## The problem
Could you write out the line containing "[mark] the butterfly -- one" and all the lines below it in the data, exactly, through the final one and nothing else?

···

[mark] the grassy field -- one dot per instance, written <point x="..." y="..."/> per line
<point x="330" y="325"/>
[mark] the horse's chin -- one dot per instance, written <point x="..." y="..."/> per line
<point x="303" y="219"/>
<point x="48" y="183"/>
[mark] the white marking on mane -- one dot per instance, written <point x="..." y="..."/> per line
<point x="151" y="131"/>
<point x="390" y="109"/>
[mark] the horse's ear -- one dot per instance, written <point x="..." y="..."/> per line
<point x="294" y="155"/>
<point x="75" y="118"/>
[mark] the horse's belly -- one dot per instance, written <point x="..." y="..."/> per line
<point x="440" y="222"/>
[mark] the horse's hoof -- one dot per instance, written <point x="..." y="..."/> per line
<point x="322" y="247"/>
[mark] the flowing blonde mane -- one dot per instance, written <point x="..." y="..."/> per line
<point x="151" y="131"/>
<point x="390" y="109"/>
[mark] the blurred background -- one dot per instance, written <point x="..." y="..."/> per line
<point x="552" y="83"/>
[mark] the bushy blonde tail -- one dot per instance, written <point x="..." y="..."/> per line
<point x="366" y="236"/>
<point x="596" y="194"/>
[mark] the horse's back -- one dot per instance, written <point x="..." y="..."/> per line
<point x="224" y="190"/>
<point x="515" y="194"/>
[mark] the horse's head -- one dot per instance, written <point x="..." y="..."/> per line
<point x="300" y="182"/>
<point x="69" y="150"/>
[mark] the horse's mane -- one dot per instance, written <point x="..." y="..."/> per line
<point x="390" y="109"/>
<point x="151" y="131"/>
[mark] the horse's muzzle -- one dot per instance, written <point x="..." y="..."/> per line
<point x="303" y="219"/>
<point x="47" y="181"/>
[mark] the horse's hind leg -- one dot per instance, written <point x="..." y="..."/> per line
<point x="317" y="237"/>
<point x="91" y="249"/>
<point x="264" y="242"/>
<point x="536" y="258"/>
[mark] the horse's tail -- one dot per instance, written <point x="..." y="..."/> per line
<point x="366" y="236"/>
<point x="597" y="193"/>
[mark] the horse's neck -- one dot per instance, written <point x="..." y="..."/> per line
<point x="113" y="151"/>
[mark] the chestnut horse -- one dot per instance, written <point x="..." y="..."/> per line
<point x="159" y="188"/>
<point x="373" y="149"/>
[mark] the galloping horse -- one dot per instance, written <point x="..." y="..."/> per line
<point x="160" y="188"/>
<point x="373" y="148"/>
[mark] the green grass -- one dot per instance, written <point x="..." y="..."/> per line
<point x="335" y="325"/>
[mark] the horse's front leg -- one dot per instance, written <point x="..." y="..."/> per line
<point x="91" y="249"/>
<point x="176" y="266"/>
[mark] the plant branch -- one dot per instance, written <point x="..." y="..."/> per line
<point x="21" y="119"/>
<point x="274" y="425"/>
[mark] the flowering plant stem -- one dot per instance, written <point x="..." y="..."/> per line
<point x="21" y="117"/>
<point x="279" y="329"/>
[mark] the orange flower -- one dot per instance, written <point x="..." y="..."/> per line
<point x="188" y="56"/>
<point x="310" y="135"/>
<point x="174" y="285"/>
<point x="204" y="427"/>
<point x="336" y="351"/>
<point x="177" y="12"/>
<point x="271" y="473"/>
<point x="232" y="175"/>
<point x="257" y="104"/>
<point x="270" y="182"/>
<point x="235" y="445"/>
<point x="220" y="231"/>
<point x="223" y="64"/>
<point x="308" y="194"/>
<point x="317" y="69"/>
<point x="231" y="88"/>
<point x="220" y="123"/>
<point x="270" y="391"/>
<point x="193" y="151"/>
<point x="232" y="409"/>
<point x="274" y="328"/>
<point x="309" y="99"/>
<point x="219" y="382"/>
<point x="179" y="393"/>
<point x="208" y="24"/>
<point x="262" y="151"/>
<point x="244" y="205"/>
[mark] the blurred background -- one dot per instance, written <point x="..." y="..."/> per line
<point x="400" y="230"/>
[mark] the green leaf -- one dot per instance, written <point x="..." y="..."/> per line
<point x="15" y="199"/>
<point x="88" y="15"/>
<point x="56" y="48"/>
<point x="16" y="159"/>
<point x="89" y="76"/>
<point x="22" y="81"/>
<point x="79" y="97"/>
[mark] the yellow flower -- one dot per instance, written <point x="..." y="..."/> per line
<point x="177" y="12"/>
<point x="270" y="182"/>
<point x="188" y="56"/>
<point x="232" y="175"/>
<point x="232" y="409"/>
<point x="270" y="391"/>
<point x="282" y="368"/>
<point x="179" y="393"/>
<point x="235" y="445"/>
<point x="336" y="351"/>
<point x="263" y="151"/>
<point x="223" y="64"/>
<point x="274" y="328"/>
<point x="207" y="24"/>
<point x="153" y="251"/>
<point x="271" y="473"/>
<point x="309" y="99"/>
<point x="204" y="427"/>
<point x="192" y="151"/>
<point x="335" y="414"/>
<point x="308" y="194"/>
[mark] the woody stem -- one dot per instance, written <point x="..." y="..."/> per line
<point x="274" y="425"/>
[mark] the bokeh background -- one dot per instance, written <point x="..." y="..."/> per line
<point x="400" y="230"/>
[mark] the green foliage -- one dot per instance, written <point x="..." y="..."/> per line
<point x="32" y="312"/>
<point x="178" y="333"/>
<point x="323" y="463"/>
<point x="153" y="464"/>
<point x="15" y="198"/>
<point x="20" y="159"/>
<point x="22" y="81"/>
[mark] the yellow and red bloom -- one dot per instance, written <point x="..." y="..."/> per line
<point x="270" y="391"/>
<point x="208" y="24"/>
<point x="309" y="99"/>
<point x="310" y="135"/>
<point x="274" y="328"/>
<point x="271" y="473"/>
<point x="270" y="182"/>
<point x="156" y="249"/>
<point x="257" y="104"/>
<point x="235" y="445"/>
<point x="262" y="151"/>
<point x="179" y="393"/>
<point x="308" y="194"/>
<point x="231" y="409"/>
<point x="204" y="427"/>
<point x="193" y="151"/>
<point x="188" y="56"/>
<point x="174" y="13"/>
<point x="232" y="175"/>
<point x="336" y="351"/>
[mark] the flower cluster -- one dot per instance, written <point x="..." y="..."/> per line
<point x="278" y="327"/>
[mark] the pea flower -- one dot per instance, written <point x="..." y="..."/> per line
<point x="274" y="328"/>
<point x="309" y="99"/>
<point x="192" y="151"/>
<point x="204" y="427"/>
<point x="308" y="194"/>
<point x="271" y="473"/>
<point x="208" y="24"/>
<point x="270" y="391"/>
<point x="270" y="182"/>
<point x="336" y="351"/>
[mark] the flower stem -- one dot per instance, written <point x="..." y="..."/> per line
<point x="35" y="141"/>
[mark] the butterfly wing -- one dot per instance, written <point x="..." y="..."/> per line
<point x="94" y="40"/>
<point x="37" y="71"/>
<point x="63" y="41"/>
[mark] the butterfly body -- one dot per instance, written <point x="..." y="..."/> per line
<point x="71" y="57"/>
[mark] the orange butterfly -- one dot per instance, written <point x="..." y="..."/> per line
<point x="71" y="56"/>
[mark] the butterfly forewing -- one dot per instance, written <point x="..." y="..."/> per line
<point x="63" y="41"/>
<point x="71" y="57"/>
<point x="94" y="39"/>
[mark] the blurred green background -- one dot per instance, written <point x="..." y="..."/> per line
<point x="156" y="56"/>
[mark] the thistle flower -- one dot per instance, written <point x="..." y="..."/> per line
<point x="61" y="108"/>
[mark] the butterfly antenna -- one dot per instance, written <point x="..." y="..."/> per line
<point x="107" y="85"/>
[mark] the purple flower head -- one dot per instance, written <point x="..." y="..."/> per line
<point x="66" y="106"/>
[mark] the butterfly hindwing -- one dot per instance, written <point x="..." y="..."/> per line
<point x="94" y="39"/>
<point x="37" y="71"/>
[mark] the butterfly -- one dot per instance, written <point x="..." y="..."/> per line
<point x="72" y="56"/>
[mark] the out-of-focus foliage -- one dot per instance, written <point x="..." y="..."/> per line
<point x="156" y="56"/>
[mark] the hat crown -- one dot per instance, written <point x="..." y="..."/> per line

···

## Reply
[mark] the butterfly -- one dot per instance, written <point x="..." y="..."/> per line
<point x="72" y="56"/>
[mark] the out-of-focus foliage -- one dot per instance, written <point x="..." y="..."/> per line
<point x="156" y="56"/>
[mark] the hat crown -- one dot per instance, written <point x="..." y="..."/> per line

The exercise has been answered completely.